§ STATED PROBLEM:
Can you rewrite all of the material below as a Markdown table with the columns Row and Line, giving each line a number under Row and its text under Line? Leave out any blank lines.

§ DATA EXTRACT:
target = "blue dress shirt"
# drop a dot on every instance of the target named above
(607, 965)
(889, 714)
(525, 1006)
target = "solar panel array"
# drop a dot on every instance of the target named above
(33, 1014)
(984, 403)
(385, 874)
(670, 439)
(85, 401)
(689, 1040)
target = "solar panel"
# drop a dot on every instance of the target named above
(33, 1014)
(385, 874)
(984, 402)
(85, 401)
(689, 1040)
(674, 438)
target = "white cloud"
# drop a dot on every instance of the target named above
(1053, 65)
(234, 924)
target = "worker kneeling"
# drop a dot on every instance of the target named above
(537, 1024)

§ SOLUTION:
| Row | Line |
|---|---|
| 1 | target = "blue dress shirt" |
| 2 | # drop a dot on every instance of the target named above |
| 3 | (607, 965) |
| 4 | (889, 714) |
| 5 | (525, 1006) |
| 6 | target = "solar panel array" |
| 7 | # drop a dot on every instance of the target named above |
| 8 | (33, 1014) |
| 9 | (984, 403) |
| 10 | (385, 874) |
| 11 | (670, 439) |
| 12 | (85, 401) |
| 13 | (689, 1040) |
| 14 | target = "solar panel" |
| 15 | # drop a dot on every instance of the target named above |
| 16 | (33, 1014) |
| 17 | (385, 874) |
| 18 | (984, 402) |
| 19 | (85, 401) |
| 20 | (689, 1040) |
| 21 | (674, 438) |
| 22 | target = "white cloud" |
| 23 | # drop a dot on every instance of the target named above |
| 24 | (1053, 65) |
| 25 | (234, 924) |
| 26 | target = "worker kneeling" |
| 27 | # drop a dot on every instance of the target named above |
| 28 | (537, 1024) |